***** TRECHO CITADO

Folclores de Racing x Independiente, o Clássico de Avellaneda

Abraçado por Rambert (sobrinho de vira-casaca) e Cagna, Hugo Pérez não comemora gol de 1994 que deu fim a duplo tabu do Independiente

A final da liguilla 2015 não deixa de ser um bom presente a um dos maiores clássicos do mundo. Afinal, o primeiro Racing x Independiente na elite argentina completará cem anos ainda neste ano. Mas o dérbi é tão rico que já tinha boas histórias antes. Hora de relembrarmos alguns dos personagens e episódios mais marcantes da dupla de Avellaneda, a menor das sete cidades que têm pelo menos dois campeões mundiais – Milão, Montevidéu, Buenos Aires, Madrid, São Paulo e Porto Alegre são as outras.

**********

◆ CONJUNTO DE EXERCÍCIOS:
1: Reproduza, sem qualquer alteração, o segmento do trecho citado que vai de "Abraçado por Rambert" até "são as outras.".
2: Responda com base no trecho citado:
(a) Segundo a legenda, qual jogador não comemora o gol de 1994?
(b) Quantos anos o primeiro Racing x Independiente na elite argentina completará neste ano?
(c) Avellaneda é a menor de quantas cidades com pelo menos dois campeões mundiais?
3: Indique se cada afirmação concorda com o trecho citado:
(a) O gol de 1994 deu fim a um duplo tabu do Racing.
(b) Montevidéu figura entre as cidades com pelo menos dois campeões mundiais.
(c) O dérbi ainda não tinha boas histórias antes da final da liguilla 2015.

***** EXCERTOS DOS DADOS

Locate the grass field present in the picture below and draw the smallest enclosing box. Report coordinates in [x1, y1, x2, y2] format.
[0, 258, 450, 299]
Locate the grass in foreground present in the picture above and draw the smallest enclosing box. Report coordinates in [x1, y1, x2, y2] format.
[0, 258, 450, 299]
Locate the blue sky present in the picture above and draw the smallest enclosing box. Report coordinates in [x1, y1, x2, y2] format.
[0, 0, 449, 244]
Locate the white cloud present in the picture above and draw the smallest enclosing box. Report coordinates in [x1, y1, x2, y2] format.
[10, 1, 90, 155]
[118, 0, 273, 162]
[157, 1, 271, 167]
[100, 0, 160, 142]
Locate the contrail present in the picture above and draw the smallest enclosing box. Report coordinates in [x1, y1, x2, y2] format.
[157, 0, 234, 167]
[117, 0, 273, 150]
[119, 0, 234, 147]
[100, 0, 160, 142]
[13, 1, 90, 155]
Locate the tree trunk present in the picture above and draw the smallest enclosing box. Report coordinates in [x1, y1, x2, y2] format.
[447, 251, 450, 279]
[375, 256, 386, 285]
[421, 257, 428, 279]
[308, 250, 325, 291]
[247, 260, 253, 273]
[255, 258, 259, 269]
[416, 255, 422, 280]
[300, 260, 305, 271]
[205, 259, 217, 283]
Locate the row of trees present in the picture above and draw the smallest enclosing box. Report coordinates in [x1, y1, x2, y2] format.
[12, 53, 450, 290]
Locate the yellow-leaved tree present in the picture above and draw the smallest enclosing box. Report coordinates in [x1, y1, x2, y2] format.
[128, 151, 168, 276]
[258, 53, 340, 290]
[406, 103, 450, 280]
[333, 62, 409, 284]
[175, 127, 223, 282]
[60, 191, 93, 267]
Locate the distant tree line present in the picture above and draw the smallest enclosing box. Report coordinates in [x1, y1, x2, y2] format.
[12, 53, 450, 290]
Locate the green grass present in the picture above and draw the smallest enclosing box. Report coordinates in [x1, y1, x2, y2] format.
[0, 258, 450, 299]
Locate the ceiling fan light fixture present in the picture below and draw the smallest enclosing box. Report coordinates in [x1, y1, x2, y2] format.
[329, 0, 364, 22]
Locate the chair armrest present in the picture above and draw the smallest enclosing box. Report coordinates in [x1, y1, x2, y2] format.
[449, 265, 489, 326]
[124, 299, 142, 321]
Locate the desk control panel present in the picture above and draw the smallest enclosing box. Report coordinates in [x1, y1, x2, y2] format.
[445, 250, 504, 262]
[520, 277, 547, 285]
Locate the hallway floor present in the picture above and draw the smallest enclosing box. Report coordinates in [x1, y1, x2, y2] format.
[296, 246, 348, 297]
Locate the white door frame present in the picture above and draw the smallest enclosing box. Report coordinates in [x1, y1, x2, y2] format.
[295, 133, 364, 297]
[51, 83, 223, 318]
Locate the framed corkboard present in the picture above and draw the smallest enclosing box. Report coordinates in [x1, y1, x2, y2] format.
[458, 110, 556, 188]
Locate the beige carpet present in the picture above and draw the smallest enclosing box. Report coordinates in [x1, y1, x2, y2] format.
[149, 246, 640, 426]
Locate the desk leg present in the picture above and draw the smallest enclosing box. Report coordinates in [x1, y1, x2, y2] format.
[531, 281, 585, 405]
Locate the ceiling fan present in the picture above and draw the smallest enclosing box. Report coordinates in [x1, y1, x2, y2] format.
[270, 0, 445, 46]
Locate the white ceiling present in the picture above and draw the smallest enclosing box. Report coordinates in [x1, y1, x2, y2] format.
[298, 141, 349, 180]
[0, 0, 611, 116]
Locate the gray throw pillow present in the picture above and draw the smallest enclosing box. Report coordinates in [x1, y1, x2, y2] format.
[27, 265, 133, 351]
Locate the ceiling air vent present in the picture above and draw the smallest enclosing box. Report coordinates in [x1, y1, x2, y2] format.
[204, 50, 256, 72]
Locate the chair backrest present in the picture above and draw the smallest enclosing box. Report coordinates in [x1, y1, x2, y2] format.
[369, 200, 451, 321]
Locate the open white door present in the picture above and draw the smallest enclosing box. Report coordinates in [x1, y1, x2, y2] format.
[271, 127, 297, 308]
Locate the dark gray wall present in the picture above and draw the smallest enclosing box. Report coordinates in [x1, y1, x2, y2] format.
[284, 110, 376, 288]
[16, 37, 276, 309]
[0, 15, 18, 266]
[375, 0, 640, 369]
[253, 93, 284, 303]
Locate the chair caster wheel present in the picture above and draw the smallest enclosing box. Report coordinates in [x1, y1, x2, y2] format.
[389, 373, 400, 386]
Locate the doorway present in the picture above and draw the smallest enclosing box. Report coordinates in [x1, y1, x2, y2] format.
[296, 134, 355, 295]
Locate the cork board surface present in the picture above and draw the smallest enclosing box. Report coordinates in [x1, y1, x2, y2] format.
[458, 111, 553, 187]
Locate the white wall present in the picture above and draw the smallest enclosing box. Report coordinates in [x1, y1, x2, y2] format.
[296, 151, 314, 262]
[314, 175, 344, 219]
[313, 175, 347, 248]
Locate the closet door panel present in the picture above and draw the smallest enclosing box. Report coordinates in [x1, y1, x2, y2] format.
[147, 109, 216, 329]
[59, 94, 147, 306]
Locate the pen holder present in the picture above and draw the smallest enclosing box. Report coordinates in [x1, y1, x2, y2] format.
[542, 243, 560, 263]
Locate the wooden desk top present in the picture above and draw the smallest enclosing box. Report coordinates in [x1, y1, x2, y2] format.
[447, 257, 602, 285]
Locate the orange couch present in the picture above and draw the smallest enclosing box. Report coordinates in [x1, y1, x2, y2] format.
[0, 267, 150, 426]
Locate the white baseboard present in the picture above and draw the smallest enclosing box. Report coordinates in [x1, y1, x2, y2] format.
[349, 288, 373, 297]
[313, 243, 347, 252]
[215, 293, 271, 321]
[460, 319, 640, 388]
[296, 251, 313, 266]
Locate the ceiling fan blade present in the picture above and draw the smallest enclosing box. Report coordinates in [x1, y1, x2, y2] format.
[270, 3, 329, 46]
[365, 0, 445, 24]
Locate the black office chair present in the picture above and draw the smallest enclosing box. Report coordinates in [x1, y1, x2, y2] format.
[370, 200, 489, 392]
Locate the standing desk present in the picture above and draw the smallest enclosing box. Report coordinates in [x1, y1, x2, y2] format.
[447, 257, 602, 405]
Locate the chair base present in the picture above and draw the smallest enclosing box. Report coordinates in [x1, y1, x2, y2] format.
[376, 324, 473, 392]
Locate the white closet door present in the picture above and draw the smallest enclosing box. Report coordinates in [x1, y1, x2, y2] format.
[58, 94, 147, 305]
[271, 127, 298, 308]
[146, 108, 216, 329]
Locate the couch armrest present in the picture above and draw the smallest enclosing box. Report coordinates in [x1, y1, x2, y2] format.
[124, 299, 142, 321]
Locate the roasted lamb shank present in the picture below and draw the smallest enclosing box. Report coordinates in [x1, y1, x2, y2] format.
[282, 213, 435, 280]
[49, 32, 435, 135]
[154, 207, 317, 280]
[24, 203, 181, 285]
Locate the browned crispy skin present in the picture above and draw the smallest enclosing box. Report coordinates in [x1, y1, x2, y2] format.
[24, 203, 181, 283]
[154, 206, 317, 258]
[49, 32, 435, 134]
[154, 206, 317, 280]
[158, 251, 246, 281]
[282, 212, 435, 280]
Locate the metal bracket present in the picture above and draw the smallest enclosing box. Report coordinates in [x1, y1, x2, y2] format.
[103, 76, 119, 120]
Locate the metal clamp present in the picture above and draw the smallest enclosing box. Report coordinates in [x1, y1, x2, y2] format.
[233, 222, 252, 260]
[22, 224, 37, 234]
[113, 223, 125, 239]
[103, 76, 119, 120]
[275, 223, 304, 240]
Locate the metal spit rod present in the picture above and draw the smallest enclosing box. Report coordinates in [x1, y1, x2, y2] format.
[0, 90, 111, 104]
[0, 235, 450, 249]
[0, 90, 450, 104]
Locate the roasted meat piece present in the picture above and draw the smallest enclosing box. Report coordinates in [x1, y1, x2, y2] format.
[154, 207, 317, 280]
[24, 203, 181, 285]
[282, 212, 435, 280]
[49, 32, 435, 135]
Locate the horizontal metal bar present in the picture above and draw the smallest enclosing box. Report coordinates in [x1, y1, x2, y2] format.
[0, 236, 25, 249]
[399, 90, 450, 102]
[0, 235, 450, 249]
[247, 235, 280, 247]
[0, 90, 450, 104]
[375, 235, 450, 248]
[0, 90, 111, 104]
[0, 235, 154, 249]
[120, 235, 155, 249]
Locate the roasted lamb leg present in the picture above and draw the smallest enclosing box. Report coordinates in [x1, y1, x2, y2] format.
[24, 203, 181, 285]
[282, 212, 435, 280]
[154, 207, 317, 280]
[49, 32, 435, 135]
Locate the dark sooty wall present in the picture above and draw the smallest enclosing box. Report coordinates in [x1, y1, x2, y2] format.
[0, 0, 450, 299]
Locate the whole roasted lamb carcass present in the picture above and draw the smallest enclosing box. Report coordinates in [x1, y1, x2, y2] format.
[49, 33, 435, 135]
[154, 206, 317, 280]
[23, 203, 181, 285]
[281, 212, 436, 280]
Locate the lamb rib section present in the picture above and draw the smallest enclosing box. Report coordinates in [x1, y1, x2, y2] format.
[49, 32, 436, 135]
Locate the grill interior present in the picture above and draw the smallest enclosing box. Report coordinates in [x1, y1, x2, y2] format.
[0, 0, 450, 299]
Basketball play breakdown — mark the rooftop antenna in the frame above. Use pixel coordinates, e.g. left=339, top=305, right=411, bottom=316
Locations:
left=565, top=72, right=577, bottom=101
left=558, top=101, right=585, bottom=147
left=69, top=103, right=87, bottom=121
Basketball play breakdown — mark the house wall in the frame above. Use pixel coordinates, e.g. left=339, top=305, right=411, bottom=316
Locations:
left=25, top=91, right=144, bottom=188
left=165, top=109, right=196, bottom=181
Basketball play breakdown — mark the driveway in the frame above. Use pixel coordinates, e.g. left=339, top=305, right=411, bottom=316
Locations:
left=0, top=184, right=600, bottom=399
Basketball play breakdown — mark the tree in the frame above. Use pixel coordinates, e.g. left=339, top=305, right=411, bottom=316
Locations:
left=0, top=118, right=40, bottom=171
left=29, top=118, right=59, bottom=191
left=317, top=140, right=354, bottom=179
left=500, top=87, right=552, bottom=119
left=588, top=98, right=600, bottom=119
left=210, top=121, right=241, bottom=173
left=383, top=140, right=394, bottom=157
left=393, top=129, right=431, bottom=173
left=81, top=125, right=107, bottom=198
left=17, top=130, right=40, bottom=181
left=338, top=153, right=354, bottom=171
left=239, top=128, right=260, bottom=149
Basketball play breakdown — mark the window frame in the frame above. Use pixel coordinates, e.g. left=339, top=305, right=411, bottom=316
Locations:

**********

◆ GABARITO:
1:
Abraçado por Rambert (sobrinho de vira-casaca) e Cagna, Hugo Pérez não comemora gol de 1994 que deu fim a duplo tabu do Independiente

A final da liguilla 2015 não deixa de ser um bom presente a um dos maiores clássicos do mundo. Afinal, o primeiro Racing x Independiente na elite argentina completará cem anos ainda neste ano. Mas o dérbi é tão rico que já tinha boas histórias antes. Hora de relembrarmos alguns dos personagens e episódios mais marcantes da dupla de Avellaneda, a menor das sete cidades que têm pelo menos dois campeões mundiais – Milão, Montevidéu, Buenos Aires, Madrid, São Paulo e Porto Alegre são as outras.

2:
(a) Hugo Pérez.
(b) Cem anos.
(c) Sete cidades.

3:
(a) Não: "deu fim a duplo tabu do Independiente".
(b) Sim: "Milão, Montevidéu, Buenos Aires, Madrid, São Paulo e Porto Alegre são as outras".
(c) Não: "Mas o dérbi é tão rico que já tinha boas histórias antes."